§ Tareas del ejercicio:
1. En el texto sobre la infancia en una familia grande, ¿a cuántos kilómetros de la ciudad de Young estaba el campo donde se vivía?
2. Copia textualmente el fragmento del texto sobre la infancia en una familia grande que empieza con las palabras "Ahora sé que" y termina con "refuerzos de salame.".

§ Texto seleccionado:
De chica, no había nada que me gustara más que ir a casa de amigas. Admiraba el orden, la heladera generosa, la cama cuidadosamente tendida, la perfección del silencio que solo puede escucharse cuando hay poca gente. Me encantaba la tranquilidad y la posibilidad de tirarme en un sillón, sin tener que ceder espacio.

En casa, en cambio, había que compartirlo todo. Confieso, siempre me encantaron los juguitos individuales, los alfajores y los postrecitos; esa góndola del supermercado que todo lo tiene era un sueño que sólo se hacía realidad en heladeras ajenas, no en la mía. Porque en casa todo se compraba de a kilos y kilos, nada de postrecitos individuales.

A veces sentía vergüenza de mi vianda y envidiaba las que llevaban mis amigas al colegio, especialmente los días de refuerzos. Mientras sus almuerzos consistían en chivitos con papas fritas, panchos con mozzarella y milanesas al pan, yo buscaba la tapa del sándwich de salame que se había desarmado, entre decenas de sándwiches que convivían en una misma bolsa de supermercado que compartíamos con mis hermanos. Y ahí, la gran incógnita “¿quién se llevó mi tapa?”. En el comedor se revelaba la verdad. El aroma a milanesa recién horneada es algo que no voy a olvidar jamás, y esa Coca individual era casi un imposible.

En casa nada era de nadie y todo era de todos. Los cumpleaños siempre generaban luchas internas, porque esa pilcha a estrenar que iluminaba los ojitos de todas las hermanas solo le correspondía a una, y aunque se “tomara todo prestado” con facilidad -conocíamos los predecibles escondites en los roperos compartidos- la cosa se complicaba cuando “la ropita” me pertenecía.

Para mi sorpresa, no había nada que les gustara más a mis amigas que venir a dormir casa. Los fines de semana se llenaba de gente, porque no únicamente yo llevaba amigas, también venían amigos de mis hermanos. El colegio se trasladaba al campo donde yo vivía, a 30 kilómetros de la ciudad de Young. Los pijamas parties en casa eran moneda corriente, tirábamos colchones en el piso del estar y nos quedábamos horas y horas riendo. Andábamos a caballo, hacíamos picnics en montes cercanos y nos bañábamos en el arroyo.

Han pasado muchos años, hoy soy mamá y me doy cuenta de muchas cosas. Después de algunos reproches que han permanecido hasta hace un tiempo, he llegado no sólo a reconciliarme con la idea de “familia grande” sino también a admirar a mis padres. Por su capacidad de entrega total, por su generosidad absoluta, por el esfuerzo de haber criado a siete buenas personas con todo lo que ello implica, y por tener el corazón abierto para recibir siempre a propios y extraños.

Ahora sé que los niños demandan tiempo y esfuerzo, que no hay receta para ser buena madre, que no puedo tirar la primera piedra porque ya le puse a Juanfe miles de dibujitos animados para poder hacer otras cosas, y que -seguramente- mi hijo me entregue en su adolescencia una lista larga de los más variados reproches. Hoy, con el diario del lunes, agradezco a mis padres por una infancia llena de hermanos y de refuerzos de salame.

§ Datos proporcionados:
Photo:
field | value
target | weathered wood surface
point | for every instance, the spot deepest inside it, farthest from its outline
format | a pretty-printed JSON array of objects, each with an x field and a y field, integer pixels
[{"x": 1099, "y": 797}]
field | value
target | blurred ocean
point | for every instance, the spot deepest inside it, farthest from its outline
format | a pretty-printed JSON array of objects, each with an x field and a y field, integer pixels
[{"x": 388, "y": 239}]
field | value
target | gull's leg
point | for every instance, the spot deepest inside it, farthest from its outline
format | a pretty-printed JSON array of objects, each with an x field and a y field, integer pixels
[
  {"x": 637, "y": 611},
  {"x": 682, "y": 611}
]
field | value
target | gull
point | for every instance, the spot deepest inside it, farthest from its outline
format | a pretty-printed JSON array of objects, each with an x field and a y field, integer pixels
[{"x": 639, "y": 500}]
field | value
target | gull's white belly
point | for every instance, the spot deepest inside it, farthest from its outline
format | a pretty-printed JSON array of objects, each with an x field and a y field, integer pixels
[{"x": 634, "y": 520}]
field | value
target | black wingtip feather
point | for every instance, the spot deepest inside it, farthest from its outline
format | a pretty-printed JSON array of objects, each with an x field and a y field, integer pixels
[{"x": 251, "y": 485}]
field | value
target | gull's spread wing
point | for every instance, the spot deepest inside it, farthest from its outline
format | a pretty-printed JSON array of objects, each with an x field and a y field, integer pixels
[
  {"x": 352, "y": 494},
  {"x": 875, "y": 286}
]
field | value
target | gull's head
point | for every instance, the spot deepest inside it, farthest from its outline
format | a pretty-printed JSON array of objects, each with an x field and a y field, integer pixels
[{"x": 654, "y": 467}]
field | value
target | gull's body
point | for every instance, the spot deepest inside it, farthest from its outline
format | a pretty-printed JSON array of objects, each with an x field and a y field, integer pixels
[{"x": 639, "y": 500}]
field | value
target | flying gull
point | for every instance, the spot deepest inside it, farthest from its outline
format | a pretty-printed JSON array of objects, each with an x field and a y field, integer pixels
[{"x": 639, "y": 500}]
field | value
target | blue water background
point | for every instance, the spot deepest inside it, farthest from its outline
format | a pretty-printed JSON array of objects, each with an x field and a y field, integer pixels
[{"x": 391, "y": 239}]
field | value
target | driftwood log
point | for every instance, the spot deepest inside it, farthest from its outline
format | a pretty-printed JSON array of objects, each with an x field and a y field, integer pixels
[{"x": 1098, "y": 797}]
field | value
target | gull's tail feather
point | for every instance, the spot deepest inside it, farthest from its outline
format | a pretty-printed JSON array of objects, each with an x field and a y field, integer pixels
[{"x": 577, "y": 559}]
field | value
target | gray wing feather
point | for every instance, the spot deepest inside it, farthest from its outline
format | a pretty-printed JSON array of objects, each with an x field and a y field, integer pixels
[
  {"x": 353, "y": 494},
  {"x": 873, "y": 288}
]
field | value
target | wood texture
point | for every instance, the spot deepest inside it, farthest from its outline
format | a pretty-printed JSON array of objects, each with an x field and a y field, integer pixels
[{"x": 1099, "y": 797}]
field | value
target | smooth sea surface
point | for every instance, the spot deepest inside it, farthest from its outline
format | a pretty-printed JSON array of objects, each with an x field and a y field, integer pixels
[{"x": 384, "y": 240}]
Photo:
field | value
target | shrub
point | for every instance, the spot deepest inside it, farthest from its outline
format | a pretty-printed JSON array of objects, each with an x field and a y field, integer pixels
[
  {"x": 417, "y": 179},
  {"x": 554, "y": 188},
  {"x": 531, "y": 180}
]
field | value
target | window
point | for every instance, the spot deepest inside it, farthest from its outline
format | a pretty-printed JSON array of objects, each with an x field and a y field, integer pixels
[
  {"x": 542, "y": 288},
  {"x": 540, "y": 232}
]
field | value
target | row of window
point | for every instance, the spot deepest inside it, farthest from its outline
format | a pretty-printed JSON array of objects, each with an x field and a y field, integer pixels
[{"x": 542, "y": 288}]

§ Soluciones por tarea:
1. A 30 kilómetros.

2.
Ahora sé que los niños demandan tiempo y esfuerzo, que no hay receta para ser buena madre, que no puedo tirar la primera piedra porque ya le puse a Juanfe miles de dibujitos animados para poder hacer otras cosas, y que -seguramente- mi hijo me entregue en su adolescencia una lista larga de los más variados reproches. Hoy, con el diario del lunes, agradezco a mis padres por una infancia llena de hermanos y de refuerzos de salame.